He’s paved his way into the UK’s entertainment industry and continues to progress with enthusiasm and an imaginative mindset. You may recognise him from his first major role as ‘Callum’ in Channel 4’s ‘Raised by Wolves’ or on the big screen as ‘Jason’ in the ‘Intent2 Movie’. Theo has featured in the awareness campaigns for ‘THINK’ adverts and more recently, released music videos in collaboration with recognisable UK artists.
How did acting come about?

I was kind of a naughty child and found school challenging because I was more into the creative arts and sports rather than the academics.

I figured that I was good at drama – teachers would tell me to take lead in acting roles, which I enjoyed. I quickly started to catch the acting bug and knew I wanted to get more involved in drama.

But I knew I had to be proactive. Once I started telling people around me that I wanted to be an actor, they didn’t understand it or thought it was impossible. My friends wanted to be footballers and my parents wanted me to go to university and get a proper job. As you can imagine, all the negative comments that come with doing something that seems to be unrealistic. It meant I had to start putting in work to prove to everyone that I could do this. I studied performing arts at college and at university I studied teaching drama because my mum wanted me to get a degree. I knew university wasn’t going to help me find acting roles, so I used to attend open auditions whilst studying.

AVAILABLE DATA -
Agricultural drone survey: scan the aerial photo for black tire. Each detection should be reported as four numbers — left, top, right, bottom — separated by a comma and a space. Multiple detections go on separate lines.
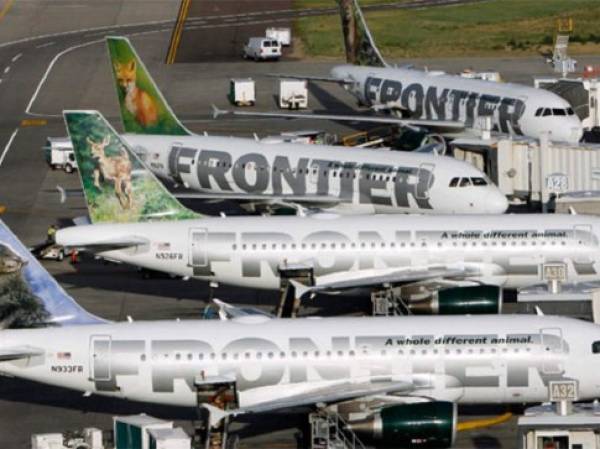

STATED PROBLEM 1 - Reproduce the passage of the interview with Theo from "I was kind of" up to and including "involved in drama.".
STATED PROBLEM 2 -
Answer these questions using the interview with Theo.
(a) What was Theo's first major role, and on which channel?
(b) What did Theo's friends want to be?
(c) What subject did Theo study at university?

CORRECT ANSWER 1 -
I was kind of a naughty child and found school challenging because I was more into the creative arts and sports rather than the academics.

I figured that I was good at drama – teachers would tell me to take lead in acting roles, which I enjoyed. I quickly started to catch the acting bug and knew I wanted to get more involved in drama.

CORRECT ANSWER 2 -
(a) 'Callum' in 'Raised by Wolves', on Channel 4
(b) Footballers
(c) Teaching drama